-- DATA SHOWN start --

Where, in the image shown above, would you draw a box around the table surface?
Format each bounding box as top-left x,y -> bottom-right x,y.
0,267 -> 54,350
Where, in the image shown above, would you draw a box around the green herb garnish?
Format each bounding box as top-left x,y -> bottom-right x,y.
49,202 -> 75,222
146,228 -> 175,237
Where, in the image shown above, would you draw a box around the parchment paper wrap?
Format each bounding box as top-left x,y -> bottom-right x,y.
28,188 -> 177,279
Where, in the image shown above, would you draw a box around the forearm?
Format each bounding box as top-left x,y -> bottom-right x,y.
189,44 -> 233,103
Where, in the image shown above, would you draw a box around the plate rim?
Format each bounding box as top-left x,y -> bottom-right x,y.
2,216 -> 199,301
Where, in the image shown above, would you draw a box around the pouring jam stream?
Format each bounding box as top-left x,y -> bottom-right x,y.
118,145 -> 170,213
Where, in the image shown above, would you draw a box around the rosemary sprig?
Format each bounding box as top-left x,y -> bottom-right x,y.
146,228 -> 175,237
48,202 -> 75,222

-- DATA SHOWN end --

# WHAT YOU SHOULD DO:
Copy every line of the records above, requests included. Multiply each box coordinate in the answers by 2.05 and round it to a whole number, with halves rounding up. Leave the requests and format lines unchanged.

# RESPONSE TO THIS TASK:
Where, in the image shown above, would you draw a box around the table surface?
Format each bounding box as top-left x,y -> bottom-right x,y.
0,547 -> 111,718
Where, in the image shown above, would you draw a box around the green herb garnish?
Format each bounding box as top-left x,y -> bottom-right x,y.
100,414 -> 154,455
299,467 -> 359,486
Where, in the image shown above, would you draw a box around the parchment paper wrap?
Format each bounding box as top-left x,y -> bottom-right x,y.
57,385 -> 363,572
Where, in the image shown above, would you draw a box around the forearm?
Format each bounding box as top-left x,y -> bottom-right x,y.
387,90 -> 478,211
Where, in the image shown above, would you draw a box around the plate rim?
Format each bounding box as top-left x,y -> bottom-right x,y.
4,443 -> 408,617
Where, in the image shown above, would you draw a box around the pouring jam stream?
Format each bounding box as top-left x,y -> bottom-right x,y.
242,297 -> 349,437
Where, in the image shown above, would you draw a box around the rosemary sprig?
Format each bounding box as top-left x,y -> bottom-right x,y.
299,467 -> 359,486
98,414 -> 154,455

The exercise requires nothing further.